#### Prompt
According to the sermon page below, what three things does healthy doctrine lead to?

#### Document extract
★ ★ ★ ★
How Healthy is Your Diet? (1 Timothy 1:1–11)

Dr. Daniel Hyde · 1 Timothy 1:1–11 · September 11, 2016 · Part 1 of Heidelberg Catechism (2016–18)

You are what you eat—and this is true of your soul as well. Opening this series through the Heidelberg Catechism, Dr. Hyde shows from 1 Timothy that Paul describes Christianity in terms of “sound” or healthy teaching: healthy doctrine leads to faith, to love, and to hope for the life to come. A catechism is simply a biblical way of teaching this healthy doctrine by questions and answers—echoing God’s Word back to him—beginning with that beautiful first question: “What is your only comfort in life and in death?”

Introduction

It was interesting being in Europe last week to experience the contrast in diet as compared to the American diet. In Europe the meals are smaller, the food is fresher, and the food is less sugary. Of course here in America, where food companies throw in additive after additive and sugar upon sugar—to make us come back for more—we are all constantly dealing with dieting. Last week reminded me of that old adage: You are what you eat.
★ ★ ★ ★
#### Data
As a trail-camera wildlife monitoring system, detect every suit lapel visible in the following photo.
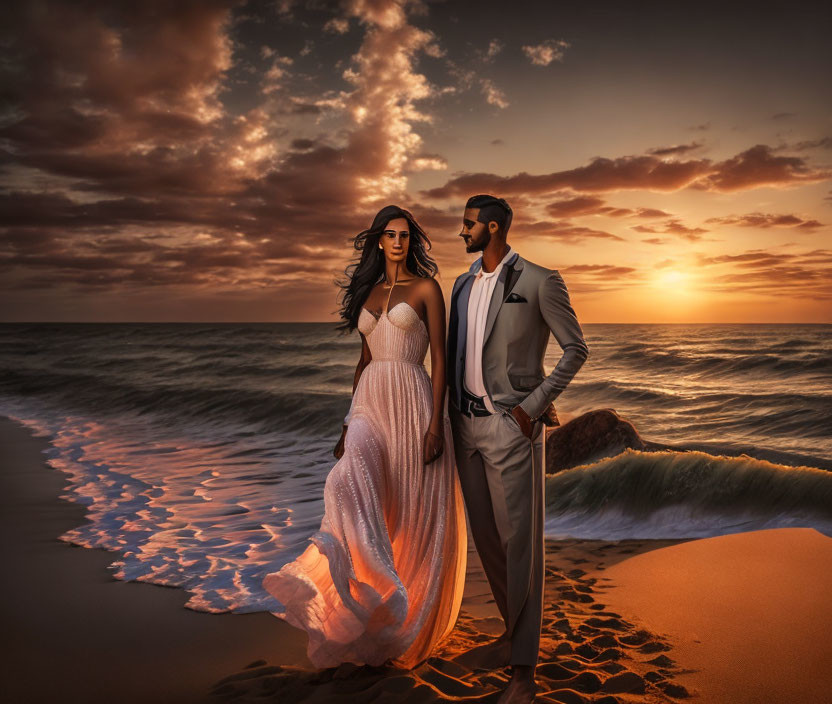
★ ★ ★ ★
#### Solution for this exercise
Faith, love, and hope for the life to come.